▶ Source passage

----------

Python has 6 bitwise operators: <<, >>, |, &, ~, ^

Demonstrating each with the binary representation of numbers:

In [None]:
bin(0b00010 << 2)

In [None]:
bin(0b00010 >> 1)

In [None]:
bin(0b1010 | 0b1001)

In [None]:
bin(0b1010 & 0b1001)

`~` returns the complement of x. Same as -x-1:

In [None]:
x = 0b1010
print(f"{x = }")
print(f"{bin(x) = }")
print(f"{~x = }")
print(f"{bin(~x) = }")

# Numeric types

Three numeric types: __`int`__, __`float`__ and __`complex`__ <br/>

An object's type is derived from its initial value:

In [None]:
i = 2
f = 1.2
c = 1+2j

type(i), type(f), type(c)

Implicit conversion between numeric types is supported in arithmetic operations, the resulting type is the one with less data loss:

In [None]:
c2 = i + c
print(c2, type(c2))

Floats can be defined using __scientific notation__:

In [None]:
3e2, 3E2

## Underscores in numeric literals

Examples from [PEP 0515](https://www.python.org/dev/peps/pep-0515/):

In [None]:
# grouping decimal numbers by thousands
amount = 10_000_000.0

# grouping hexadecimal addresses by words
addr = 0xCAFE_F00D

# grouping bits into nibbles in a binary literal
flags = 0b_0011_1111_0100_1110

# same, for string conversions
flags = int('0b_1111_0000', 2)

# two or more consecutive underscores are not allowed
# 2__4  # SyntaxError

## Precision and range

Integers have unlimited precision.

In [None]:
type(2**63 + 1)

----------

▶ Material

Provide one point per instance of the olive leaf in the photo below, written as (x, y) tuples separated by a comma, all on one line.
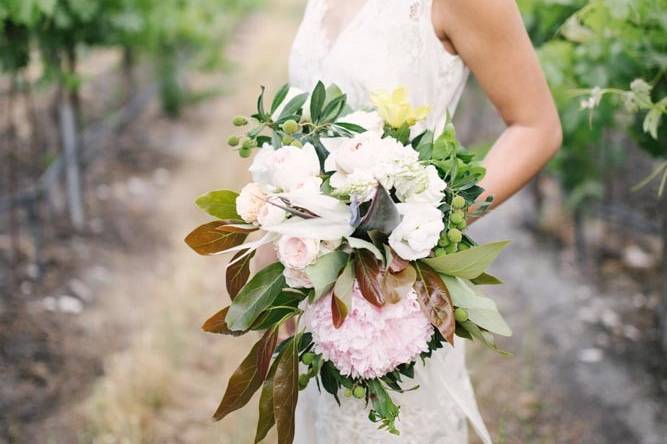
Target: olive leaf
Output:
[(435, 301), (207, 239), (238, 272)]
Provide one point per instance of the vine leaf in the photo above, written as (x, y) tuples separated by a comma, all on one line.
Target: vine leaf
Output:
[(285, 392), (369, 276), (238, 272), (435, 301), (207, 239), (245, 381)]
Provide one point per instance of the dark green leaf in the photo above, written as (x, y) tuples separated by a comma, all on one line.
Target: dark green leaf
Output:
[(220, 204), (207, 239), (257, 295)]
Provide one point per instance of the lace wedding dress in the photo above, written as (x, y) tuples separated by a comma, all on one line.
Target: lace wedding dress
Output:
[(363, 46)]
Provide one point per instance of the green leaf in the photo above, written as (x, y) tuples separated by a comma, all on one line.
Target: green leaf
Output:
[(238, 272), (279, 97), (317, 101), (257, 295), (220, 204), (293, 106), (266, 417), (217, 324), (207, 239), (486, 279), (324, 272), (467, 264), (286, 392), (369, 277), (481, 310), (358, 244), (245, 381), (435, 301)]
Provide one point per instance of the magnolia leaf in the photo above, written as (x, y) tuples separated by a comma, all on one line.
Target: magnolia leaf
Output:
[(258, 294), (395, 286), (217, 324), (266, 418), (481, 310), (357, 243), (286, 392), (369, 276), (220, 204), (435, 301), (469, 263), (325, 271), (245, 381), (207, 239), (486, 279), (382, 215), (238, 272)]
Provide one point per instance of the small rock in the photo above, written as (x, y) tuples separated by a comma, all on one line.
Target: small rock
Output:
[(590, 355)]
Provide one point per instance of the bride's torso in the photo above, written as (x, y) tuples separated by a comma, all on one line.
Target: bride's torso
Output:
[(368, 45)]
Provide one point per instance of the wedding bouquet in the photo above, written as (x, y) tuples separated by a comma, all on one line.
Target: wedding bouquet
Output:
[(367, 215)]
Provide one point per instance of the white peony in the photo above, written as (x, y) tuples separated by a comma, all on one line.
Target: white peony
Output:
[(371, 121), (297, 278), (271, 214), (297, 252), (418, 232), (427, 187), (293, 166), (250, 201)]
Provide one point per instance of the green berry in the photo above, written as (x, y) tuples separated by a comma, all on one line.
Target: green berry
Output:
[(456, 217), (359, 392), (451, 248), (233, 140), (240, 121), (290, 126), (458, 202), (461, 315), (303, 381), (454, 235), (308, 358), (245, 152)]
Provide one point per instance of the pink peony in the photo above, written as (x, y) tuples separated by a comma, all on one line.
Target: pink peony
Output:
[(372, 341)]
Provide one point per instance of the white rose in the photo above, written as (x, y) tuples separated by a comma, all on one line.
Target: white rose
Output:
[(418, 232), (297, 252), (261, 168), (297, 278), (271, 214), (292, 166), (250, 201), (371, 121), (426, 188), (291, 93)]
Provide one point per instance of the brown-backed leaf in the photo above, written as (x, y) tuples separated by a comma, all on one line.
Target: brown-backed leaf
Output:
[(238, 272), (286, 392), (266, 418), (207, 239), (369, 276), (245, 381), (435, 301), (217, 324), (338, 311), (395, 286)]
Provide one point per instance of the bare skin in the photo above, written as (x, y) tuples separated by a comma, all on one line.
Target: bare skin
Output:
[(490, 38)]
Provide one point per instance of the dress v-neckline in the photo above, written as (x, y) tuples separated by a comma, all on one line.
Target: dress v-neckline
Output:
[(330, 42)]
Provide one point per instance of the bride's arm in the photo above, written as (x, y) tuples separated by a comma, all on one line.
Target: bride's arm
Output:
[(490, 37)]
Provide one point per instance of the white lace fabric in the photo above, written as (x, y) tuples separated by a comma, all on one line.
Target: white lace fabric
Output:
[(364, 46)]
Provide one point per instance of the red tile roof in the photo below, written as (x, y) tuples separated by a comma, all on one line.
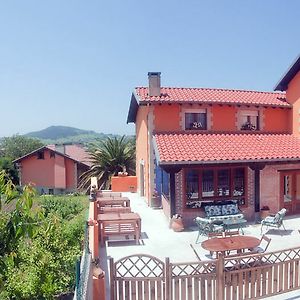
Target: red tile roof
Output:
[(192, 148), (206, 95)]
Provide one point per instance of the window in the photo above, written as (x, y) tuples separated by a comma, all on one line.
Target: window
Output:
[(165, 188), (196, 120), (214, 184), (249, 120), (208, 184), (239, 182), (40, 155), (192, 182), (223, 188)]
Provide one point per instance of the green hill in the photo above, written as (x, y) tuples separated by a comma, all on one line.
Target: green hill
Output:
[(65, 134)]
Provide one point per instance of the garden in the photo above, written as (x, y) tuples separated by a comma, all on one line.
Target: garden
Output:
[(41, 239)]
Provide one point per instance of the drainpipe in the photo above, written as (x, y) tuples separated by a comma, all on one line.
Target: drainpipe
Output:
[(257, 167), (172, 195)]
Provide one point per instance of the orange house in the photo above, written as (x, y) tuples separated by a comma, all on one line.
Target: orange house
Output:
[(198, 145), (53, 169)]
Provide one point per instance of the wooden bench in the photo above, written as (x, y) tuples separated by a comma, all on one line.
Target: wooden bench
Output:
[(119, 228), (113, 209), (108, 194), (106, 202)]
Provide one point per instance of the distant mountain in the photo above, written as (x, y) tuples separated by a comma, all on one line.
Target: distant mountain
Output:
[(65, 134)]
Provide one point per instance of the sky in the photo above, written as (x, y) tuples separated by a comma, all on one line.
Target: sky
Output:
[(76, 63)]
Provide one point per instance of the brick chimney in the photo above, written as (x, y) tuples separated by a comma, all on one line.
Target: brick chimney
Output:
[(60, 148), (154, 83)]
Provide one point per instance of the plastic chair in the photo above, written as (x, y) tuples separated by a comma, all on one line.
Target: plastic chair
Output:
[(263, 245), (274, 220)]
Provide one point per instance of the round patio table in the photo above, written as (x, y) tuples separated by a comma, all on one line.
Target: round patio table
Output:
[(226, 244)]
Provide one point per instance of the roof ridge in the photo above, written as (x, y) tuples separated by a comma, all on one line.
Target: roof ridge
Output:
[(218, 89)]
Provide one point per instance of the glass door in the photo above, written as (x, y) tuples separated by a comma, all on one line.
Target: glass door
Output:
[(290, 184)]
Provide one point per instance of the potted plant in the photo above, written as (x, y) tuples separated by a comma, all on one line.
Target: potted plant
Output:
[(176, 223), (264, 212), (155, 199)]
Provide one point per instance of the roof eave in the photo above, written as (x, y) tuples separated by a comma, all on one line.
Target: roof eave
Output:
[(282, 85), (209, 162), (145, 102)]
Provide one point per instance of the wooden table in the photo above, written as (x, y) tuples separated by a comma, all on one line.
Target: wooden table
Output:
[(119, 224), (114, 209), (238, 243), (113, 201)]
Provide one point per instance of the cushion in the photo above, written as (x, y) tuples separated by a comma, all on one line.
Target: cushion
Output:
[(230, 209), (213, 210), (227, 217)]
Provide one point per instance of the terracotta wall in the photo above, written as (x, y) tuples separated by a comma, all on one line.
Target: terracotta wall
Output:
[(277, 120), (166, 118), (223, 118), (59, 172), (142, 152), (38, 171), (293, 97), (71, 181), (124, 184), (270, 185)]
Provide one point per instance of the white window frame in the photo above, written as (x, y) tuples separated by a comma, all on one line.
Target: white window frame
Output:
[(196, 111), (250, 113)]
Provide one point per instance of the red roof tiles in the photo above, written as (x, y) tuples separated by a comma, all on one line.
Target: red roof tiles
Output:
[(192, 148), (206, 95)]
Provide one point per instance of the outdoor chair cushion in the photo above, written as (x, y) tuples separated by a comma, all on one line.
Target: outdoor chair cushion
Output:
[(206, 226), (223, 211), (213, 210), (274, 221)]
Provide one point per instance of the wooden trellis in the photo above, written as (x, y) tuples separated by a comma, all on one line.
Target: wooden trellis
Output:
[(141, 277)]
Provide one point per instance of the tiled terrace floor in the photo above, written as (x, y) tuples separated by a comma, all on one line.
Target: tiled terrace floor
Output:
[(160, 241)]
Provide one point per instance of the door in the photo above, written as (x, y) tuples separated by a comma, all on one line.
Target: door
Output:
[(142, 180), (290, 184)]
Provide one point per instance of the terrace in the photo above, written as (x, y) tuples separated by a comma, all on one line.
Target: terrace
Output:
[(158, 240)]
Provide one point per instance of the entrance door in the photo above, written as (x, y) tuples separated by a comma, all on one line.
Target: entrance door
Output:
[(142, 180), (290, 184)]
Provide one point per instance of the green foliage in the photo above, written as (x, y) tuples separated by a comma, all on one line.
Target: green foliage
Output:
[(40, 241), (17, 146), (108, 158), (63, 206)]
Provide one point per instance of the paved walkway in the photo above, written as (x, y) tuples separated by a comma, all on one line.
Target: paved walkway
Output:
[(160, 241)]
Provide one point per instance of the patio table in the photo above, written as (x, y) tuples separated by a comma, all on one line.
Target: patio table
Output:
[(223, 245), (236, 223)]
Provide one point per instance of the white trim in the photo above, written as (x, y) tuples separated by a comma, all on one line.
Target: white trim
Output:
[(251, 113)]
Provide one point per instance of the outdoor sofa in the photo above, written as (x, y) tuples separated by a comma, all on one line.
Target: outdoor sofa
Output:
[(220, 211)]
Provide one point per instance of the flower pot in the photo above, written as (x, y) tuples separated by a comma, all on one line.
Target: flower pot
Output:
[(176, 224), (156, 202)]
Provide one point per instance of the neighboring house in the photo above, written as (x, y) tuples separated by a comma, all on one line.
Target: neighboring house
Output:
[(53, 169), (196, 145)]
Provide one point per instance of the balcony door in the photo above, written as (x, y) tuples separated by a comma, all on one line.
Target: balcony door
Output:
[(290, 191)]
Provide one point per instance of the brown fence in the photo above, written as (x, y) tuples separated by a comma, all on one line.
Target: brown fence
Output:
[(244, 277)]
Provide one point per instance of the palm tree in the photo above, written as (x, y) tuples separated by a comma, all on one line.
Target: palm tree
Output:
[(109, 157)]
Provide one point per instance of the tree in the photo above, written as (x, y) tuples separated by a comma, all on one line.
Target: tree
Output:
[(109, 157), (9, 168), (18, 146)]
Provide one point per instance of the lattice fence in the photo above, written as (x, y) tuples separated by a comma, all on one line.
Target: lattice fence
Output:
[(241, 277), (137, 277)]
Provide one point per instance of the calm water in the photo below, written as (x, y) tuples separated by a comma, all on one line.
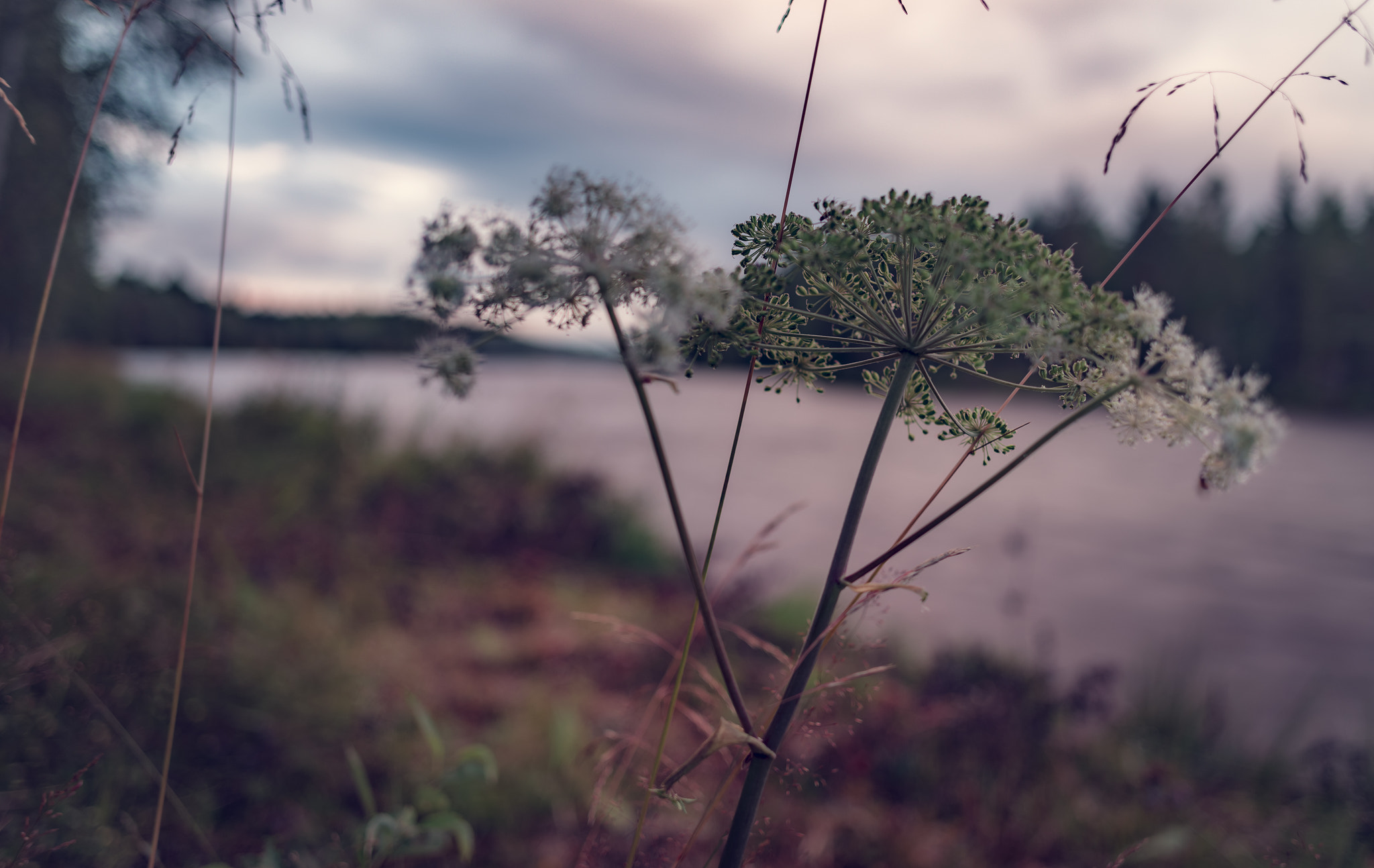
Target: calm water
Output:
[(1090, 553)]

----------

▶ Problem to work on
Pick up the Python notebook on bitwise operators and numeric types after its last line and write the next part.

▶ Output below
More information in `sys.int_info`:

In [None]:
import sys
sys.int_info

Floats are usually implemented using C's double.<br />
Complex numbers use two floats for their real and imaginary parts.<br/>
Check `sys.float_info` for more information:

In [None]:
import sys
sys.float_info

## Arithmetic operators

Addition, subtraction and product result in a type with the least loss in information:

In [None]:
i = 2
f = 4.2
c = 4.1-3j

s1 = i + f
s2 = f - c
s3 = i * c
print(s1, type(s1))
print(s2, type(s2))
print(s3, type(s3))

__quotient operator__

In Python3 operator/ computes the float quotient even if the operands are both integers unlike in C++ or Python2:

In [5]:
3 / 2

1.5

In [6]:
%%python2

print(3 / 2)

1


Explicit __floor quotient operator__

In [7]:
-3.0 // 2, 3 // 2

(-2.0, 1)

## Comparison operators

In [8]:
x = 23
x < 24, x >= 22

(True, True)

Operators can be chained:

In [9]:
23 < x < 100  # equivalent to (23 < x) and (x < 100)

False

In [10]:
23 <= x < 100

True

## Other operators for numeric types

__remainder__

In [11]:
5 % 3

2

__power__

In [12]:
2 ** 3

8

Using it for square root:

In [13]:
2 ** 0.5

1.4142135623730951

__absolute value__

In [14]:
abs(-2 - 1j), abs(1+1j), abs(-2)

(2.23606797749979, 1.4142135623730951, 2)

__round__

In [15]:
round(2.3456), round(2.3456, 2)

(2, 2.35)

## Explicit conversions between numeric types

In [16]:
float(2)  # 2.

2.0

In [17]:
int(2.5), int(-2.5)

(2, -2)

## `math` and `cmath`

Additional operations for real and complex numbers:

In [18]:
import math

math.log(16), math.log(16, 2), math.exp(2), \
math.exp(math.log(10))

(2.772588722239781, 4.0, 7.38905609893065, 10.000000000000002)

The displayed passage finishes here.